Our new dog, Jethro, is in the middle of a six-week puppy obedience class.

After three weeks of intensive training, he reliably knows the command "Sit."  That's about it.  The difficulty is he's the most chill dog I've ever met.  He's not motivated to do much of anything except whatever it takes to get a belly rub. 

Jethro in a typical position

Otherwise, whatever he's doing, he's perfectly content to keep doing it, especially if it doesn't require any extra effort.  In class a couple of weeks ago I finally got him to lie down when I said, "Down," but then he didn't want to get up again.  In fact, he flopped over on his side and refused to move even when I tried tempting him with a doggie treat.  After a few minutes, the instructor said, "Is your dog still alive?"

I assured him that he was, and that this was typical behavior.

After a few more futile attempts, I gave up, sat on the floor, and gave him a belly rub.

Jethro, not the instructor.

So after working with Jethro in class and at home, I've reached three conclusions:

  1. He has an incredibly sweet, friendly disposition.
  2. He's cute as a button.
  3. He has the IQ of a PopTart.

When we give him a command, he looks at us with this cheerful expression, as if to say, "Those are words, aren't they?  I'm pretty sure those are words."  Then he thinks, "Maybe those words have something to do with belly rubs."  So he flops over on his back, and his lone functioning brain cell goes back to sleep, having accomplished its mission.

Jethro in a rare philosophical mood

I couldn't help but think of Jethro when I read a study out of Eötvös Loránd University in Budapest, Hungary, which looked at how an electroencephalogram trace changes when dogs are told the names of things (rather than commands to do things), and it found that the parts of the brain that are involved in mental representations of objects activate in dogs -- just as they do in humans.  The upshot is that dogs seem to form mental images when they hear the names of the objects.

"Dogs do not only react with a learned behavior to certain words," said study lead author Marianna Boros, in an interview with Science Daily.  "They also don't just associate that word with an object based on temporal contiguity without really understanding the meaning of those words, but they activate a memory of an object when they hear its name."

● Given information

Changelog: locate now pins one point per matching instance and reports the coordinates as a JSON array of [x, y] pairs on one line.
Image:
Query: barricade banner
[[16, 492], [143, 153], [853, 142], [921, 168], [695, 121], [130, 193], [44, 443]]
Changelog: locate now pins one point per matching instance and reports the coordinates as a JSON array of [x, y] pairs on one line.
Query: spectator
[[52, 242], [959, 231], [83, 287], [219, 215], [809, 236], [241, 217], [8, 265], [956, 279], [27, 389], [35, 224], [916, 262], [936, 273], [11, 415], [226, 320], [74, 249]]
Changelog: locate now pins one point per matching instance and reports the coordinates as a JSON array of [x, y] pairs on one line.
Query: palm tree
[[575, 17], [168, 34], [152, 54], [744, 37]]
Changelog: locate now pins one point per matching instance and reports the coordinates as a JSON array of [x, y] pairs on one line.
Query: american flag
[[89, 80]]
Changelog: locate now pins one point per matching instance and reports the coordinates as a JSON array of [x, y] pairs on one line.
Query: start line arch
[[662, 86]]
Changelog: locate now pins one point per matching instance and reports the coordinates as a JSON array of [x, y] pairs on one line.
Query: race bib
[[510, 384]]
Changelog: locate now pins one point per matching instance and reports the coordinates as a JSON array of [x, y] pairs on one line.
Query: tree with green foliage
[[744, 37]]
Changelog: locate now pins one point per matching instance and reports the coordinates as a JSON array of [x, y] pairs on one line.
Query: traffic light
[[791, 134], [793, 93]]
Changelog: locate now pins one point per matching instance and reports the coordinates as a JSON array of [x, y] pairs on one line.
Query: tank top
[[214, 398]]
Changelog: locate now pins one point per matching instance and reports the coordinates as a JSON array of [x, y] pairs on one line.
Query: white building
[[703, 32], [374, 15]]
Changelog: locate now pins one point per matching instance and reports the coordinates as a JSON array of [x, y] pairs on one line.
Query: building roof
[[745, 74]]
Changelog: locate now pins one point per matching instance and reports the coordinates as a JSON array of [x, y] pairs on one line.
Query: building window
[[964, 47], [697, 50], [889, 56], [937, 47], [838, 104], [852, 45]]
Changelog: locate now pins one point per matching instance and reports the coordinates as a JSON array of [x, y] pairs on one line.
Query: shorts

● Work instruction 1
Translate this sentence from the post about Jethro into Spanish: "The upshot is that dogs seem to form mental images when they hear the names of the objects."
● Work instruction 2
According to the post about Jethro, which university carried out the study on how dogs respond to the names of objects?

● Problem solution 1
La conclusión es que los perros parecen formar imágenes mentales cuando oyen los nombres de los objetos.

● Problem solution 2
Eötvös Loránd University in Budapest, Hungary.